PROBLEM REQUIREMENTS - With nothing omitted, transcribe the entries exactly as written.
RECORDS TO PROCESS section start
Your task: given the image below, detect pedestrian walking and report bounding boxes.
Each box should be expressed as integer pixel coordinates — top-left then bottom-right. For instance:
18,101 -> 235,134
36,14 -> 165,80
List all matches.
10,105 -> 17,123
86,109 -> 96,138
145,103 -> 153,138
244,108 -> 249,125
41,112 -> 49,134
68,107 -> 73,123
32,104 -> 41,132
RECORDS TO PROCESS section end
TASK OUTPUT -
Your task: given the image below, detect pedestrian walking and report bounding boxes.
Each box should be expressed as integer pixel coordinates — top-left then bottom-right. For instance:
18,101 -> 235,134
36,14 -> 165,80
List all matches.
10,105 -> 17,123
86,109 -> 96,138
145,103 -> 153,138
244,108 -> 249,125
41,112 -> 49,134
68,107 -> 73,123
32,104 -> 41,132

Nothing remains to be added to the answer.